RECORD LIST
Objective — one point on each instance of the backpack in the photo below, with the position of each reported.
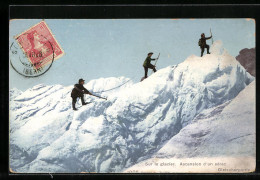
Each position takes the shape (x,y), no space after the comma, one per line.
(199,43)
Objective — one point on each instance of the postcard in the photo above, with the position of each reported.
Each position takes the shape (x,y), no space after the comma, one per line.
(132,96)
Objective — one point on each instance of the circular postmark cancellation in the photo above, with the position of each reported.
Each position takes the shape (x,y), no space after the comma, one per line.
(32,53)
(31,63)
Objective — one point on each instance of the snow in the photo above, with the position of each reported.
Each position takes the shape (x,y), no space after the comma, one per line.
(225,133)
(136,121)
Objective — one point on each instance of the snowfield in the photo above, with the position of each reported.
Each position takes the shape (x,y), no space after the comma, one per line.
(136,121)
(223,134)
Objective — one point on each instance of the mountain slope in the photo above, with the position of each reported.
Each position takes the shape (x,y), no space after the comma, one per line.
(225,134)
(134,123)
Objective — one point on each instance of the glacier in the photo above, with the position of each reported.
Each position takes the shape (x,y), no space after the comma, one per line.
(137,120)
(225,133)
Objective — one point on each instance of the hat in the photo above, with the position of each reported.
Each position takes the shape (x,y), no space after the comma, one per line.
(80,80)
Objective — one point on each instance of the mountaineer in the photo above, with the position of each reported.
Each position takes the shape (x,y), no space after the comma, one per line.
(78,91)
(203,44)
(147,64)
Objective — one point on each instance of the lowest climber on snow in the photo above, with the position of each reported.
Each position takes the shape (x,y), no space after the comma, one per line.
(203,44)
(147,64)
(78,91)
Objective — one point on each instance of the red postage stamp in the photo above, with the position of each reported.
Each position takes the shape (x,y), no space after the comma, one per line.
(39,45)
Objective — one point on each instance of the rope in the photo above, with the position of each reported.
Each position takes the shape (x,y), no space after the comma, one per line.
(113,88)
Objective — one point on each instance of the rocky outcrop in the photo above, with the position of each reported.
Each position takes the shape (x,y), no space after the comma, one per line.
(246,58)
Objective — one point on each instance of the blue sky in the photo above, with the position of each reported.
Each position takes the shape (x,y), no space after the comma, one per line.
(96,48)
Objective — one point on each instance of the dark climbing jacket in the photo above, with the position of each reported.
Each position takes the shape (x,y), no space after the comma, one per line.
(147,62)
(78,91)
(202,41)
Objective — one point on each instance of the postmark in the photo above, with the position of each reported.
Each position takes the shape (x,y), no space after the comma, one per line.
(33,51)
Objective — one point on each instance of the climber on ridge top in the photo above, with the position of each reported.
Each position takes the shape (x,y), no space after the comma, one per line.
(203,44)
(147,64)
(78,91)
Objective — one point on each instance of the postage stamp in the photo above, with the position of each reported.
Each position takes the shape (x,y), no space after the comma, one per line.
(154,101)
(39,48)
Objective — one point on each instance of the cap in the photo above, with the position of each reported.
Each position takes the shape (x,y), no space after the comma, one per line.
(80,80)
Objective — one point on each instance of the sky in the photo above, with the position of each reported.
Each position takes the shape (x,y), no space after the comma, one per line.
(100,48)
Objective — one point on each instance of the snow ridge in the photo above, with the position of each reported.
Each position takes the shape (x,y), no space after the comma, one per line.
(134,123)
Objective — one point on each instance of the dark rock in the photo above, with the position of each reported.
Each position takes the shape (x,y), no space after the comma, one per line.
(246,58)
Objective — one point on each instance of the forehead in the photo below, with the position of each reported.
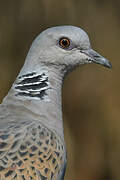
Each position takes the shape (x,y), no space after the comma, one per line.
(77,35)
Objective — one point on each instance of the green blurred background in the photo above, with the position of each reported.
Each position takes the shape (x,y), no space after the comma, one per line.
(91,94)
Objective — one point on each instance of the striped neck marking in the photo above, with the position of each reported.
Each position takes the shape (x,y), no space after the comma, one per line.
(33,86)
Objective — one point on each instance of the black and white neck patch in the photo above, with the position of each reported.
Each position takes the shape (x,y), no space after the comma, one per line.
(32,86)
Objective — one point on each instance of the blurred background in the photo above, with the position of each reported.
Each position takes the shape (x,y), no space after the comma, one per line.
(91,94)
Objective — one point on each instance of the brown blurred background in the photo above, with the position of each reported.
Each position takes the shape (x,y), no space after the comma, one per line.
(91,94)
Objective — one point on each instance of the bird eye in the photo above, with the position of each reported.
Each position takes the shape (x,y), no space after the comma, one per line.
(64,42)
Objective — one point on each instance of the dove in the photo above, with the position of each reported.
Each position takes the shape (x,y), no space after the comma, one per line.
(32,145)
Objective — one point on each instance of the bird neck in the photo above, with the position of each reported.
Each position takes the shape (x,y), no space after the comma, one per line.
(39,91)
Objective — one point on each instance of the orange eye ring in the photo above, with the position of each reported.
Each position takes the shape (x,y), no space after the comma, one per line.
(64,42)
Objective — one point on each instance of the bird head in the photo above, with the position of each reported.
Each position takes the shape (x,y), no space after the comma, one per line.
(65,47)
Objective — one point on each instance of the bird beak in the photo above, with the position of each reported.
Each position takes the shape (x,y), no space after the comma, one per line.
(97,58)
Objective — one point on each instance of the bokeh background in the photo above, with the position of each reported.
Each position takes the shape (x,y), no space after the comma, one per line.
(91,94)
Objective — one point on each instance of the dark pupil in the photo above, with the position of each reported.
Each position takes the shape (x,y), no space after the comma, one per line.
(65,42)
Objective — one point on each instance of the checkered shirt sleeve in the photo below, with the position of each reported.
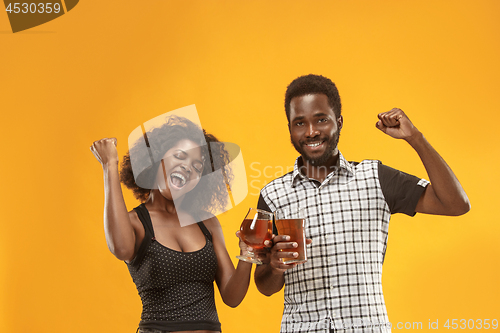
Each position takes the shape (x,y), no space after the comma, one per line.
(347,217)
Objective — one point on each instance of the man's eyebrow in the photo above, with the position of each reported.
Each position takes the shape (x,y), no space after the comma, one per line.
(320,114)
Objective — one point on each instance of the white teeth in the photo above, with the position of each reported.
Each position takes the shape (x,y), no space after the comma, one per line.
(314,144)
(180,176)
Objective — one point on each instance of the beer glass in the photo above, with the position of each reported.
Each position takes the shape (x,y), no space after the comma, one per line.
(256,228)
(291,222)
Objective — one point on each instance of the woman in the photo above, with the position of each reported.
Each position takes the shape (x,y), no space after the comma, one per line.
(172,259)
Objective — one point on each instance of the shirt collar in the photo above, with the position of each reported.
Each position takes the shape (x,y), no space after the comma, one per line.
(342,168)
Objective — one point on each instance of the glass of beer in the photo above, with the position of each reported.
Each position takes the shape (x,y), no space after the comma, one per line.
(256,228)
(291,222)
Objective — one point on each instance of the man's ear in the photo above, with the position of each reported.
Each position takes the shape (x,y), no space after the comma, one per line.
(340,122)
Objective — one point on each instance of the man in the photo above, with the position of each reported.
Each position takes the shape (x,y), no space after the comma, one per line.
(348,207)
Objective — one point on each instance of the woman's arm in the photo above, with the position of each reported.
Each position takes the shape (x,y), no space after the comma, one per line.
(232,283)
(119,226)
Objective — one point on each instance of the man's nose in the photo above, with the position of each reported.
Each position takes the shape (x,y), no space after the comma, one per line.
(312,131)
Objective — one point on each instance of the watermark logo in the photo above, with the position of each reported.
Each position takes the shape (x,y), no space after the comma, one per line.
(24,15)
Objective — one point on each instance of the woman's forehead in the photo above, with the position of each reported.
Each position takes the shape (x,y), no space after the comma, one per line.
(187,146)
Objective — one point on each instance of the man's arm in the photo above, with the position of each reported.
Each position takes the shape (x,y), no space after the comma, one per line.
(269,277)
(445,195)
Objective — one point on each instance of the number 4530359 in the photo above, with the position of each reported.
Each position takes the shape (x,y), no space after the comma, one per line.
(33,8)
(471,323)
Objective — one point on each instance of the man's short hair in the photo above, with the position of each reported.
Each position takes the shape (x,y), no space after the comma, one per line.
(313,84)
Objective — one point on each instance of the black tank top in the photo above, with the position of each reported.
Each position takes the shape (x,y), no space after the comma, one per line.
(176,288)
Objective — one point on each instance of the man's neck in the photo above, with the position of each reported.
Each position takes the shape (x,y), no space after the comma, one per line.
(318,172)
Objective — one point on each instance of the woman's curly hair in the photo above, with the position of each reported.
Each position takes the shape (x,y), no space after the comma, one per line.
(210,194)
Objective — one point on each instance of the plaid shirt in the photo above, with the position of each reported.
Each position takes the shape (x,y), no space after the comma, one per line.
(347,217)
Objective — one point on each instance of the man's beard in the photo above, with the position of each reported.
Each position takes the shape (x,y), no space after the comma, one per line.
(321,160)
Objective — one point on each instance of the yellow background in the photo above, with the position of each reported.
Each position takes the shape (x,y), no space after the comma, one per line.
(107,66)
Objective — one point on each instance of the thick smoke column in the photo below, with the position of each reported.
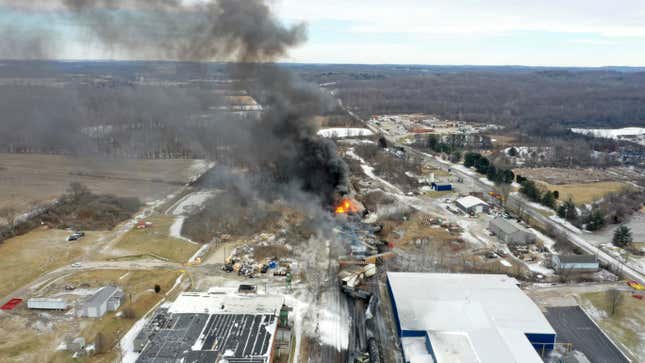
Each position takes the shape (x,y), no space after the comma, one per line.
(241,31)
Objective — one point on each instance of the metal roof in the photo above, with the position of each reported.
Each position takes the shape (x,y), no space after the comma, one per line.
(470,201)
(578,258)
(507,226)
(103,295)
(488,313)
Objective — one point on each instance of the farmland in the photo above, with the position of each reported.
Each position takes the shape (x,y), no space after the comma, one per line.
(28,179)
(585,193)
(33,336)
(26,257)
(154,241)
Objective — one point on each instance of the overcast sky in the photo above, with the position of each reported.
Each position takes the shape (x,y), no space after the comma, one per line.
(478,32)
(489,32)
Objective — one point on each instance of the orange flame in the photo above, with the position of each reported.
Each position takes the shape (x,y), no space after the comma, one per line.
(345,206)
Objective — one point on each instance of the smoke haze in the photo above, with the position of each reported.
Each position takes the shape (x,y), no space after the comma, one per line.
(244,32)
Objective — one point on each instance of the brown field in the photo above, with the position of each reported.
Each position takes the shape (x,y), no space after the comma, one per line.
(27,179)
(503,140)
(26,257)
(155,241)
(625,326)
(29,337)
(585,193)
(559,176)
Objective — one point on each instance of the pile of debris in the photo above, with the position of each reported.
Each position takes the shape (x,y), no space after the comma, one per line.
(242,261)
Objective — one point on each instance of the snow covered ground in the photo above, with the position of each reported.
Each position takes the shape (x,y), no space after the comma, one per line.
(341,132)
(636,134)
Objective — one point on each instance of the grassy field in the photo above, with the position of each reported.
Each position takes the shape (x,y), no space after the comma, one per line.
(155,241)
(139,285)
(27,179)
(585,193)
(26,257)
(625,327)
(28,338)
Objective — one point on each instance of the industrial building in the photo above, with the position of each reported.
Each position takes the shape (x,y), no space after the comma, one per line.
(46,304)
(510,232)
(467,318)
(212,327)
(472,205)
(108,298)
(575,263)
(441,187)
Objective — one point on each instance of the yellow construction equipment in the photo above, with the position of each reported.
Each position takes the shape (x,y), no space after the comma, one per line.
(366,260)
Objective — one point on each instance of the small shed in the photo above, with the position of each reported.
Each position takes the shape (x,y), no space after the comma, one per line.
(109,298)
(472,205)
(46,304)
(510,232)
(575,263)
(441,187)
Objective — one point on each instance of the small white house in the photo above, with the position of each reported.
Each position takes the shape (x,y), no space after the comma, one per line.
(473,205)
(108,298)
(575,263)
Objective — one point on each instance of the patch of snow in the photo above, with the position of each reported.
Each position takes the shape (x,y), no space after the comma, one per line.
(369,171)
(333,329)
(177,282)
(191,202)
(341,132)
(566,224)
(176,227)
(128,355)
(415,350)
(199,253)
(486,181)
(611,133)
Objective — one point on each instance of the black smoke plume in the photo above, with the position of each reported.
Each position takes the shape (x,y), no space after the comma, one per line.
(243,32)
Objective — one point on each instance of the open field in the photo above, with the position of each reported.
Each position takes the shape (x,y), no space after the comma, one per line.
(585,193)
(27,179)
(31,336)
(625,327)
(26,257)
(156,241)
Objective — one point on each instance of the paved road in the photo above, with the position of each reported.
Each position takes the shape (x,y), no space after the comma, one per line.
(54,275)
(572,325)
(518,200)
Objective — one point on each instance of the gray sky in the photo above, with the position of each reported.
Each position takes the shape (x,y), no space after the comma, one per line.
(546,32)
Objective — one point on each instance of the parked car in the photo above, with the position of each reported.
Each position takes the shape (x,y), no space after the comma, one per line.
(75,236)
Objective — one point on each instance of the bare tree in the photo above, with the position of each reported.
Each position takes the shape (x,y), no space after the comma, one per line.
(614,300)
(9,214)
(100,343)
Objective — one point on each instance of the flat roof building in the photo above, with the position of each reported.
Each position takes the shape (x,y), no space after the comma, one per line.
(470,204)
(575,263)
(511,232)
(467,318)
(108,298)
(212,327)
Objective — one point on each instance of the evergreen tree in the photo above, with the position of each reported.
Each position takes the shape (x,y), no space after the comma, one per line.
(622,237)
(596,220)
(482,165)
(491,173)
(512,152)
(548,200)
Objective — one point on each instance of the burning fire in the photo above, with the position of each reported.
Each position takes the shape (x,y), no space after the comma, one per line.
(346,206)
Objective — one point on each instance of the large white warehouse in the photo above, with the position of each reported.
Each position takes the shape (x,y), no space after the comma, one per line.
(467,318)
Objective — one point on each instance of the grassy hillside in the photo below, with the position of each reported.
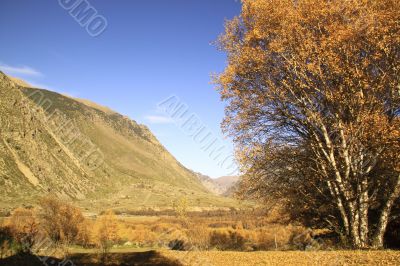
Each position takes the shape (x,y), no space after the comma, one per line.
(76,149)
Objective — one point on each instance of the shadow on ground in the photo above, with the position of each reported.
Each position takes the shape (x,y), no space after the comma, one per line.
(135,258)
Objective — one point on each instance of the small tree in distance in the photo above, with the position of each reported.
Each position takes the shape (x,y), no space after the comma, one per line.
(24,229)
(106,232)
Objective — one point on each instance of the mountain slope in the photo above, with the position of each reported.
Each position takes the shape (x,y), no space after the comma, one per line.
(225,185)
(50,143)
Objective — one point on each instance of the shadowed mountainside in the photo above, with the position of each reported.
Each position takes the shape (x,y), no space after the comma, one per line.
(76,149)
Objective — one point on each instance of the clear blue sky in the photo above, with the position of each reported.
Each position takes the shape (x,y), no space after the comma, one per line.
(151,49)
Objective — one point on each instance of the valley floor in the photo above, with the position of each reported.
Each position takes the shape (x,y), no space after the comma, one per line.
(225,258)
(284,258)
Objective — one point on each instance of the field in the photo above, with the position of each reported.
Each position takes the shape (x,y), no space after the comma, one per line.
(224,258)
(173,237)
(219,258)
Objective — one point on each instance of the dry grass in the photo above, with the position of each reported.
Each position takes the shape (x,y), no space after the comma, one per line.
(216,258)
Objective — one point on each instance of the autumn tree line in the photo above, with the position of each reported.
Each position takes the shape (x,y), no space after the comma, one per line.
(313,104)
(52,227)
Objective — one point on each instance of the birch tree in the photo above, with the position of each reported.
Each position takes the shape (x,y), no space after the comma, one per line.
(313,93)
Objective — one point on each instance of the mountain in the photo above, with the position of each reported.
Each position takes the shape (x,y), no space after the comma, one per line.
(79,150)
(225,185)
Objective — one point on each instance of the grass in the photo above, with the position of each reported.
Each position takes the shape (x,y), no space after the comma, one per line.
(223,258)
(284,258)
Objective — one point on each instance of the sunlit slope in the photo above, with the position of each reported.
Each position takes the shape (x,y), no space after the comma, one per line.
(52,143)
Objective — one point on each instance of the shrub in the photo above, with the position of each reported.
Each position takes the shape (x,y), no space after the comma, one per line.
(24,229)
(230,240)
(6,240)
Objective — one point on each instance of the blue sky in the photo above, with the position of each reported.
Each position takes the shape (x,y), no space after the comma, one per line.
(149,51)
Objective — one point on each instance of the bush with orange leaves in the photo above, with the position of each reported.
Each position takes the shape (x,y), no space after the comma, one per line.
(24,228)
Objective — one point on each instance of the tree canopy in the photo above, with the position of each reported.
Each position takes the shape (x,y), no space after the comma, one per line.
(313,93)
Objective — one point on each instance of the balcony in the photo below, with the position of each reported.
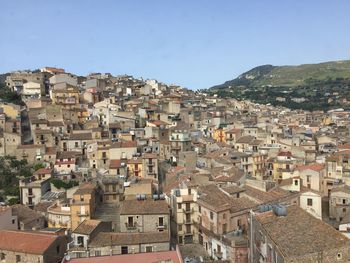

WHAT TO DO
Give the number of lines in the items above that contain the string "climber", treating uppercase and lowercase as different, and reply with the number alone.

SOLUTION
2